(MATERIAL FOR THIS TASK)

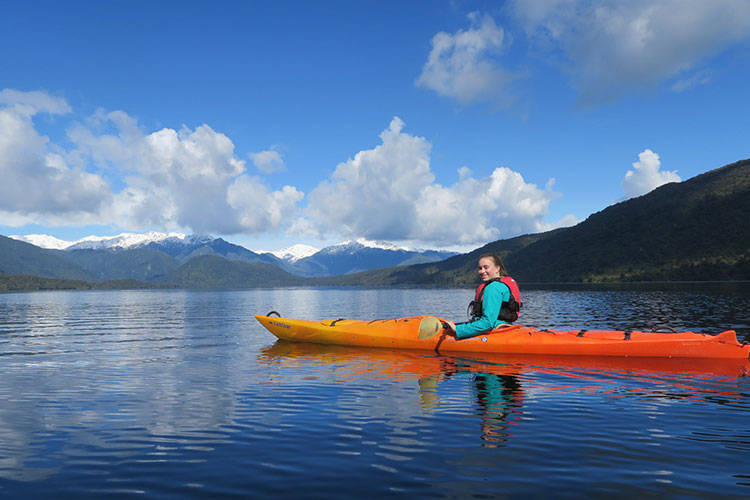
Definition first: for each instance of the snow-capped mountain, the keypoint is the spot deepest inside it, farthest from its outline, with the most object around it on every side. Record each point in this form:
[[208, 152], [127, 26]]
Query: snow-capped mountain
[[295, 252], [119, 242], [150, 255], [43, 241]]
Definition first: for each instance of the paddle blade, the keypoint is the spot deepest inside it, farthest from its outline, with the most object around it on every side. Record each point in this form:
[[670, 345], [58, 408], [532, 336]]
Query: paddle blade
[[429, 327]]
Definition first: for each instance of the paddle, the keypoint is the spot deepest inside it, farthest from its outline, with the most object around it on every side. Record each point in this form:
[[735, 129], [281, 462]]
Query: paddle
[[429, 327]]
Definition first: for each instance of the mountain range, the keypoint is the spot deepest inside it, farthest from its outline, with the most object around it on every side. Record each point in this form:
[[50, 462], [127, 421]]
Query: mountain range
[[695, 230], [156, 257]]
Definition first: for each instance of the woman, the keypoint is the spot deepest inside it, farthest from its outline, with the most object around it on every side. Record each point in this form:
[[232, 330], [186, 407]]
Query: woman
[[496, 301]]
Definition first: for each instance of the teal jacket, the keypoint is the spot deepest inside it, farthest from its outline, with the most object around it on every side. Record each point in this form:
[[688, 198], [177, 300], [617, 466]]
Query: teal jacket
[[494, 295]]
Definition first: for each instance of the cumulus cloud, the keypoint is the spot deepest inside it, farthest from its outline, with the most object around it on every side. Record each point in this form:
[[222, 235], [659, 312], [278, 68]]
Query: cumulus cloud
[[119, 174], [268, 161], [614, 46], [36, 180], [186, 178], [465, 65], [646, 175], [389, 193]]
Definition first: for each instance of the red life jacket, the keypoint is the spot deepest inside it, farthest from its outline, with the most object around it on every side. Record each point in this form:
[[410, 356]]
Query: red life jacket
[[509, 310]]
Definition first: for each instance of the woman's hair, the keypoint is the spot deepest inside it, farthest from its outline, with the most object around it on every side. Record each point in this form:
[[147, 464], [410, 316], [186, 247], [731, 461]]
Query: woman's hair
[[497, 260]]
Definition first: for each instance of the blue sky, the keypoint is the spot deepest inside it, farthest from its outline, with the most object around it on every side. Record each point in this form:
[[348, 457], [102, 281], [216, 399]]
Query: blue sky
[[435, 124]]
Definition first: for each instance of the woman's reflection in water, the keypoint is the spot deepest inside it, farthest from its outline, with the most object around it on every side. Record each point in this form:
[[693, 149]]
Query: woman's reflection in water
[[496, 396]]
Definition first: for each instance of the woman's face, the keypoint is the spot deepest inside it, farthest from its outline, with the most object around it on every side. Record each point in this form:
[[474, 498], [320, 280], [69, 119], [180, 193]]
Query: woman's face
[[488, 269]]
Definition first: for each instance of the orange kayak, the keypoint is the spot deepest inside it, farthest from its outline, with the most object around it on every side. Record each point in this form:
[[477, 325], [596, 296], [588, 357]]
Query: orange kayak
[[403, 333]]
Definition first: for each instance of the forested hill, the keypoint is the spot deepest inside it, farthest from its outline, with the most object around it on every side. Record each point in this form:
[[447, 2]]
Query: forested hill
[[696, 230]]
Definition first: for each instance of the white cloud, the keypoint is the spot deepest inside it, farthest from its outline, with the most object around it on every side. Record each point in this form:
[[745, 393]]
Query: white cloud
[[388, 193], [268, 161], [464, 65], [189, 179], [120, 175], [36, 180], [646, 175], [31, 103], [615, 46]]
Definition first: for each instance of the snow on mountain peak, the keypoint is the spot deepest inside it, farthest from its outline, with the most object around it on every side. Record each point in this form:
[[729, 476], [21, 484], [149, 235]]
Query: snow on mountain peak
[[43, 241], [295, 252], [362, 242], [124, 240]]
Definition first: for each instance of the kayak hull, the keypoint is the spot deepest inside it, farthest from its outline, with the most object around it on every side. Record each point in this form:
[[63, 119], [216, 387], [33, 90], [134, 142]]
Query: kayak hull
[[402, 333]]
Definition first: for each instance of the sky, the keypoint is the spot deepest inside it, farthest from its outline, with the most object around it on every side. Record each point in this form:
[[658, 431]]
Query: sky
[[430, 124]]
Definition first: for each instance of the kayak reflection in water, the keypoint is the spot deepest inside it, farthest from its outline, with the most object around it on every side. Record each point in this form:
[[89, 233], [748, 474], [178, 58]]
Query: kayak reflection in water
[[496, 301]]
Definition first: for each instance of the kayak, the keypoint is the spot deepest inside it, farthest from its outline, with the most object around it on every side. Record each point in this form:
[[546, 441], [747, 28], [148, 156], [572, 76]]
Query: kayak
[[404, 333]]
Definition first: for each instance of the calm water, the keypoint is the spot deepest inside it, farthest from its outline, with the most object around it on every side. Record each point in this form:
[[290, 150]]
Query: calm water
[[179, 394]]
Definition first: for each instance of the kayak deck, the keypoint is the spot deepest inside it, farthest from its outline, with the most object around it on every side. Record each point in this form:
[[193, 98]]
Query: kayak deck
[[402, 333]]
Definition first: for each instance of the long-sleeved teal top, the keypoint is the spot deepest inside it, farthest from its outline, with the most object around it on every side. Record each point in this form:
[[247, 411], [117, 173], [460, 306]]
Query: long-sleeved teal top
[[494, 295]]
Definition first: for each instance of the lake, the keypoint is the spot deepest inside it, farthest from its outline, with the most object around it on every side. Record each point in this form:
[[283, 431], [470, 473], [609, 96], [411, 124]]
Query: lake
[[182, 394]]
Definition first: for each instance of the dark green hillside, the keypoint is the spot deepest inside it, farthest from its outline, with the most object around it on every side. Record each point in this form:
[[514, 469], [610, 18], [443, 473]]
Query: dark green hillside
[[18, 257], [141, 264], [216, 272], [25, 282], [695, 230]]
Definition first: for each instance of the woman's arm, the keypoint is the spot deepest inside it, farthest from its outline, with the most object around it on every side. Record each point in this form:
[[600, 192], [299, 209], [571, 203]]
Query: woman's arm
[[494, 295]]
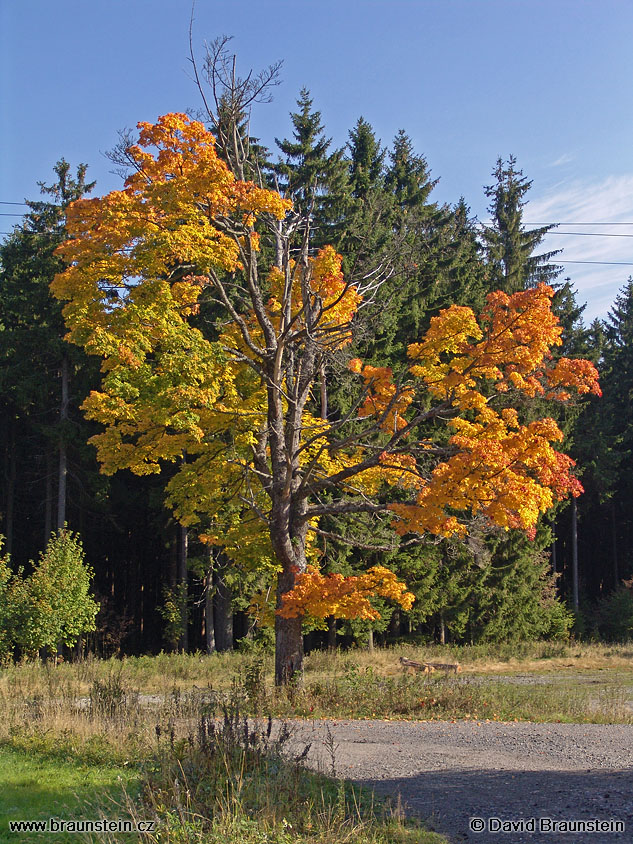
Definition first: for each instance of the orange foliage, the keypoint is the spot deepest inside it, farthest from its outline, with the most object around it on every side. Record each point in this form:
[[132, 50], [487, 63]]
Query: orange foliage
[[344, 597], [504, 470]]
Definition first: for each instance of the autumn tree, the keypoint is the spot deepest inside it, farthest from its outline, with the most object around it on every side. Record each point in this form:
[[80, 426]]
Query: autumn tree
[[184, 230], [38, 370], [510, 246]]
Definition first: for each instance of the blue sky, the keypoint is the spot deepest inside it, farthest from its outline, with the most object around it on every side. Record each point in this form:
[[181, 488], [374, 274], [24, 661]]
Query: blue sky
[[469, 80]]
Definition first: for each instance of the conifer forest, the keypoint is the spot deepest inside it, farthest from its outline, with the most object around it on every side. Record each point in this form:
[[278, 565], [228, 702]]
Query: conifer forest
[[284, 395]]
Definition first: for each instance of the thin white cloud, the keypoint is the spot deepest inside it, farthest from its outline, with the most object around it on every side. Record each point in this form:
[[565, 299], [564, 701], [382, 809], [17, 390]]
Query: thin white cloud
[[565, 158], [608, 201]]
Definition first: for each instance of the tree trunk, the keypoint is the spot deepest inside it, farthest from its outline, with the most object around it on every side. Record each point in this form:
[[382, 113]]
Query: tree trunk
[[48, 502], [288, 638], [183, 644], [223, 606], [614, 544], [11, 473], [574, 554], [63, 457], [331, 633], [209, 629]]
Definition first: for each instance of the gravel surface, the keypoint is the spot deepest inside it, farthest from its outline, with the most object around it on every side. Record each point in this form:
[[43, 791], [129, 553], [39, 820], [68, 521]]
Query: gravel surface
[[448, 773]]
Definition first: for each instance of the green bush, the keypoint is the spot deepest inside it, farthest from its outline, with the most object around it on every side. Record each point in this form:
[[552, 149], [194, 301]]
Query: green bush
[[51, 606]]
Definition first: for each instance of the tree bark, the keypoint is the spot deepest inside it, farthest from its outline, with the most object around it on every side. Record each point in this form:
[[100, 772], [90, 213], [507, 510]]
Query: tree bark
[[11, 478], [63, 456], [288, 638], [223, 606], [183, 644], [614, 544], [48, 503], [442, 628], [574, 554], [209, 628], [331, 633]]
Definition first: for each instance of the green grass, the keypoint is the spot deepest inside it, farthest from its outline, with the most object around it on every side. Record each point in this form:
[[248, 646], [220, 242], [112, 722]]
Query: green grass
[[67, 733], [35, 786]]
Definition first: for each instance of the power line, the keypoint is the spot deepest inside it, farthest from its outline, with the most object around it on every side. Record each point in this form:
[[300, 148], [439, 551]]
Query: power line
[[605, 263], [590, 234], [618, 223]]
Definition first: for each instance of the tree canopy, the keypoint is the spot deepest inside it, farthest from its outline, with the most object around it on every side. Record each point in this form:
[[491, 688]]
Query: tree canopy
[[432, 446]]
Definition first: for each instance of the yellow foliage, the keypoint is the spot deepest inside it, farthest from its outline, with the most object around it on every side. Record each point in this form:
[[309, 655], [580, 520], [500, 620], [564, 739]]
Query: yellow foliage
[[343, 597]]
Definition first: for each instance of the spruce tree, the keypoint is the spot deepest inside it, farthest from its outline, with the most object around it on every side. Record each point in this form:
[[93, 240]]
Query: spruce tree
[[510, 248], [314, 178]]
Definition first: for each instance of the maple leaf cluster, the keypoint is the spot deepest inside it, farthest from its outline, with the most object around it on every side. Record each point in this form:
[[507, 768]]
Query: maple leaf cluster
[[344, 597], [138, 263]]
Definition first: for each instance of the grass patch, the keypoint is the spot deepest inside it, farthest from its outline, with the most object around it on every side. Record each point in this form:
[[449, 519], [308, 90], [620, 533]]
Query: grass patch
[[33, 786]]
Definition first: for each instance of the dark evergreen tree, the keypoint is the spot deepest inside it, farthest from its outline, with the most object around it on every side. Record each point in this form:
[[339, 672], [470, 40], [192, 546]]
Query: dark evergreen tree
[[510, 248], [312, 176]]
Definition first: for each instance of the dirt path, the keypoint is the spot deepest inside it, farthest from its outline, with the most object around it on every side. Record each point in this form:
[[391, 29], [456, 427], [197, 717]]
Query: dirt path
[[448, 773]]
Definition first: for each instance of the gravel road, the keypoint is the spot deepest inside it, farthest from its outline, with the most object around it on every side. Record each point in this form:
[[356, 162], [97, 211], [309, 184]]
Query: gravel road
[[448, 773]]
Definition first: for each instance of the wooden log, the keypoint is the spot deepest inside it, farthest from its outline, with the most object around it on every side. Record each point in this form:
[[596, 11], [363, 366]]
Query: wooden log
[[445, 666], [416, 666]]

(End MATERIAL FOR THIS TASK)

**YOUR GOAL:** The answer is the lines above between the line holding "Definition first: for each instance of the grass" and the line holding "[[391, 29], [456, 427], [197, 717]]", inclusive, each written out exactly, and no others.

**OUTPUT FOR THIS EXERCISE:**
Definition first: for each instance of the grass patch, the keypoint is the spot deepest inside it, farthest from its outline, with the most object around it on every side. Record each point in this form:
[[449, 519], [308, 90], [620, 533]]
Query: grass patch
[[33, 786]]
Definition first: for each instance of the dark evergreen tree, the keypoint is the spot deepest inside it, farthest from its outline, with the most object around it on every side. Record each point in this form:
[[339, 672], [470, 40], [192, 546]]
Query: dark evergreen tree
[[510, 248], [312, 176]]
Definition first: for each instance of the dirt path, the keypoint is the spot deepest inside it, farthest from its outline, with the most object around it on every side. Record each point in this form:
[[391, 29], [456, 427], [197, 717]]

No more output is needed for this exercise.